# What is needed
Copy every line of the items below word for word, leaving out the pictures.

# Data in this exercise

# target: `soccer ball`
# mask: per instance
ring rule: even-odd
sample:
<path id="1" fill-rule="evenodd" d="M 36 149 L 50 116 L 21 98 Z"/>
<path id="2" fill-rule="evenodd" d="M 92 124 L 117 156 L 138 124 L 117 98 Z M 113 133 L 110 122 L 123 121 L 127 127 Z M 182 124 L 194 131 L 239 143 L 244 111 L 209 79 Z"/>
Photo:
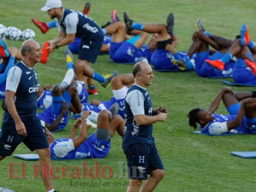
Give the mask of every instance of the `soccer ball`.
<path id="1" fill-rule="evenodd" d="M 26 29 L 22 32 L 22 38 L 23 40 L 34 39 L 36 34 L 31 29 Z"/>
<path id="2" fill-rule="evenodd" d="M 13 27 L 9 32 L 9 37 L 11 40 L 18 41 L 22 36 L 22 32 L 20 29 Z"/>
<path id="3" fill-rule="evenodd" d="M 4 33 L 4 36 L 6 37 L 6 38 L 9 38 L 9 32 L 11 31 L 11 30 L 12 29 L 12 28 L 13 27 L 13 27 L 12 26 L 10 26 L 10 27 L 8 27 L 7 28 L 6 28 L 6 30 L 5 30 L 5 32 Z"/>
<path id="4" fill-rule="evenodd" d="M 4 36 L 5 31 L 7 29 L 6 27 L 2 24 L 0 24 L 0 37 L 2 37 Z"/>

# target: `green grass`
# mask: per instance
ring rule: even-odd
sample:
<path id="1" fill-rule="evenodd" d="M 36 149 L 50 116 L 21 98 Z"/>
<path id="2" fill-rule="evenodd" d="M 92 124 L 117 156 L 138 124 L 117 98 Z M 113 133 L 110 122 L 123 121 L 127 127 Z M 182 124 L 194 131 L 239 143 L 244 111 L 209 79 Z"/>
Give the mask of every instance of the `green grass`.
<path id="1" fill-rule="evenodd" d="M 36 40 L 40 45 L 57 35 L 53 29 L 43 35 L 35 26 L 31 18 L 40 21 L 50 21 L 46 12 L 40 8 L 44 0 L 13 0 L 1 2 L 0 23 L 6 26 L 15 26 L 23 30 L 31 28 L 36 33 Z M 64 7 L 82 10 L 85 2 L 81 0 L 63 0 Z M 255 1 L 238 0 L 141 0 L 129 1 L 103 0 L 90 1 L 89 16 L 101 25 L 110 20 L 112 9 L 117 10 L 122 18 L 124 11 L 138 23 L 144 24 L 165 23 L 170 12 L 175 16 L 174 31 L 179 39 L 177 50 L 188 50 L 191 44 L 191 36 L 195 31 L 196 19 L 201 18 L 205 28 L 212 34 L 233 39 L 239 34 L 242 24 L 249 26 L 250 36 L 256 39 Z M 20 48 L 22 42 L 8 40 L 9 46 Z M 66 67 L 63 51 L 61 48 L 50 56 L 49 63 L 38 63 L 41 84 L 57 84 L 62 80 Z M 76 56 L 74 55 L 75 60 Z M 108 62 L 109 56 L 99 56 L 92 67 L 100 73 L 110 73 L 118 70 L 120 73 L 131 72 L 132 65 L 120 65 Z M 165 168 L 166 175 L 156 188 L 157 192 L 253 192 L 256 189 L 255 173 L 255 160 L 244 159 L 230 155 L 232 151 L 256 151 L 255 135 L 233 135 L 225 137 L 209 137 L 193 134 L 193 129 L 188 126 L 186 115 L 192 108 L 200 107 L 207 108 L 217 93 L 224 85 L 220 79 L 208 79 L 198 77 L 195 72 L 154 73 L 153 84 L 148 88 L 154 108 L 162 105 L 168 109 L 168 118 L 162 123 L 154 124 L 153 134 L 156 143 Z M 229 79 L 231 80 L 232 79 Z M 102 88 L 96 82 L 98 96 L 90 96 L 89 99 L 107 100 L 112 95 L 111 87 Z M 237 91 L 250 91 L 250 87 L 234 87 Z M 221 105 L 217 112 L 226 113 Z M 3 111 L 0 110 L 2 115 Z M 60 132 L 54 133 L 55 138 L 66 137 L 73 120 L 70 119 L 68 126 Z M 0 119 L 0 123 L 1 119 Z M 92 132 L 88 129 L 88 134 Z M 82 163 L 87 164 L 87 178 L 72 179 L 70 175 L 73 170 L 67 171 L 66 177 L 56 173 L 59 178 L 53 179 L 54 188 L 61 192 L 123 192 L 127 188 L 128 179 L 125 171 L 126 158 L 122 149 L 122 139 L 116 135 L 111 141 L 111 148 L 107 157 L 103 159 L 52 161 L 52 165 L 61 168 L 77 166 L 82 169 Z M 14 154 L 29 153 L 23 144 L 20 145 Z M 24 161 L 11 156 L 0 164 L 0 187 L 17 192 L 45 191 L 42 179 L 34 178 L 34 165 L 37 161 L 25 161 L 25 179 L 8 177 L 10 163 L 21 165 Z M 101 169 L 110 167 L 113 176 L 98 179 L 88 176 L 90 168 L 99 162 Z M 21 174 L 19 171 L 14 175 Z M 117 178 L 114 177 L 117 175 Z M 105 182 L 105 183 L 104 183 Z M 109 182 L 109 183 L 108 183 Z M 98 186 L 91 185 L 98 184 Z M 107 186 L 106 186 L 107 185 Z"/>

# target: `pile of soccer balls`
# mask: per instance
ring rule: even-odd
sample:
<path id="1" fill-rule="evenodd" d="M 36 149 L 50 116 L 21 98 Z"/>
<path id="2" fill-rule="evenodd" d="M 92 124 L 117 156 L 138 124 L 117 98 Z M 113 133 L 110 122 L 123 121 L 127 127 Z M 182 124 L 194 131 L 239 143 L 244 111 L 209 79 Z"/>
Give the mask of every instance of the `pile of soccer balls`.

# Result of this exercise
# target: `soccer ball`
# mask: per instance
ring rule: even-odd
sample:
<path id="1" fill-rule="evenodd" d="M 36 149 L 50 116 L 21 98 Z"/>
<path id="2" fill-rule="evenodd" d="M 92 124 L 117 156 L 138 124 L 117 98 Z M 113 133 L 110 122 L 123 121 L 127 127 Z M 182 124 L 194 131 L 239 143 L 244 111 L 209 79 Z"/>
Photo:
Give the mask of every instance of the `soccer ball`.
<path id="1" fill-rule="evenodd" d="M 26 29 L 22 32 L 22 38 L 23 40 L 34 39 L 36 34 L 31 29 Z"/>
<path id="2" fill-rule="evenodd" d="M 13 27 L 9 32 L 9 37 L 11 40 L 18 41 L 22 36 L 22 32 L 20 29 Z"/>
<path id="3" fill-rule="evenodd" d="M 4 33 L 4 36 L 6 37 L 6 38 L 9 38 L 9 32 L 11 31 L 11 30 L 12 29 L 12 28 L 13 27 L 13 27 L 12 26 L 10 26 L 10 27 L 8 27 L 7 28 L 6 28 L 6 30 L 5 30 L 5 32 Z"/>
<path id="4" fill-rule="evenodd" d="M 4 36 L 5 31 L 7 29 L 6 27 L 2 24 L 0 24 L 0 37 L 2 37 Z"/>

# target: `green grass`
# mask: per instance
ring rule: even-odd
sample:
<path id="1" fill-rule="evenodd" d="M 36 149 L 50 116 L 21 98 Z"/>
<path id="2" fill-rule="evenodd" d="M 92 124 L 117 156 L 138 124 L 117 98 Z M 113 133 L 110 122 L 123 121 L 127 127 Z M 182 124 L 194 131 L 239 143 L 244 111 L 209 79 Z"/>
Give the mask of every instance of the `green grass`.
<path id="1" fill-rule="evenodd" d="M 36 40 L 40 45 L 57 35 L 53 29 L 43 35 L 35 26 L 31 18 L 40 21 L 50 21 L 46 12 L 40 8 L 44 0 L 13 0 L 1 2 L 0 23 L 6 26 L 15 26 L 23 30 L 31 28 L 36 33 Z M 64 7 L 82 10 L 85 2 L 81 0 L 63 0 Z M 255 1 L 238 0 L 141 0 L 129 1 L 103 0 L 90 1 L 89 16 L 101 25 L 110 20 L 112 9 L 117 10 L 122 18 L 124 11 L 138 23 L 144 24 L 165 23 L 170 12 L 175 16 L 174 31 L 179 39 L 177 50 L 188 50 L 191 44 L 191 36 L 195 31 L 196 19 L 201 18 L 205 28 L 212 34 L 233 39 L 239 34 L 242 24 L 249 26 L 250 36 L 256 39 Z M 20 48 L 22 42 L 8 40 L 9 46 Z M 66 67 L 63 51 L 61 48 L 50 56 L 49 63 L 38 63 L 41 84 L 57 84 L 62 80 Z M 76 56 L 74 55 L 75 60 Z M 108 62 L 109 56 L 99 56 L 92 67 L 100 73 L 110 73 L 118 70 L 120 73 L 131 72 L 132 65 L 120 65 Z M 165 168 L 166 175 L 156 188 L 157 192 L 253 192 L 256 189 L 255 173 L 255 160 L 244 159 L 230 155 L 232 151 L 256 151 L 255 135 L 233 135 L 225 137 L 209 137 L 193 134 L 193 129 L 188 126 L 186 115 L 192 108 L 200 107 L 207 108 L 217 93 L 224 85 L 220 79 L 208 79 L 198 77 L 195 72 L 154 73 L 153 84 L 148 88 L 154 108 L 162 105 L 168 109 L 168 118 L 162 123 L 154 124 L 153 134 L 156 143 Z M 229 79 L 231 80 L 232 79 Z M 102 88 L 96 82 L 98 96 L 90 96 L 89 99 L 107 100 L 112 95 L 111 87 Z M 237 91 L 250 91 L 250 87 L 234 87 Z M 221 105 L 217 112 L 226 113 Z M 3 111 L 0 110 L 2 115 Z M 60 132 L 54 133 L 55 138 L 66 137 L 73 120 L 70 119 L 68 126 Z M 0 119 L 0 123 L 1 119 Z M 92 132 L 88 129 L 88 134 Z M 82 163 L 87 164 L 87 178 L 72 179 L 70 175 L 73 170 L 67 171 L 66 177 L 56 173 L 59 178 L 53 179 L 54 188 L 61 192 L 123 192 L 127 188 L 128 179 L 125 171 L 126 158 L 122 149 L 122 139 L 116 135 L 111 141 L 111 148 L 107 157 L 103 159 L 52 161 L 52 165 L 61 168 L 77 166 L 82 169 Z M 14 154 L 29 153 L 23 144 L 20 145 Z M 24 161 L 11 156 L 0 164 L 0 187 L 17 192 L 45 191 L 42 179 L 34 178 L 34 165 L 37 161 L 25 161 L 25 179 L 8 177 L 10 163 L 21 165 Z M 101 169 L 110 167 L 113 176 L 98 179 L 88 176 L 90 168 L 99 162 Z M 21 174 L 19 171 L 14 175 Z M 117 178 L 114 177 L 117 175 Z M 105 182 L 105 183 L 104 183 Z M 109 182 L 109 183 L 108 183 Z M 98 186 L 91 185 L 98 184 Z M 107 186 L 106 186 L 107 185 Z"/>

# target: `pile of soccer balls`
# mask: per instance
ring rule: even-odd
sample:
<path id="1" fill-rule="evenodd" d="M 36 149 L 50 116 L 21 98 Z"/>
<path id="2" fill-rule="evenodd" d="M 92 124 L 117 156 L 138 124 L 117 98 Z M 113 133 L 110 122 L 123 121 L 127 127 Z M 182 124 L 194 131 L 239 143 L 244 111 L 209 79 Z"/>
Give the mask of every instance of the `pile of soccer balls`.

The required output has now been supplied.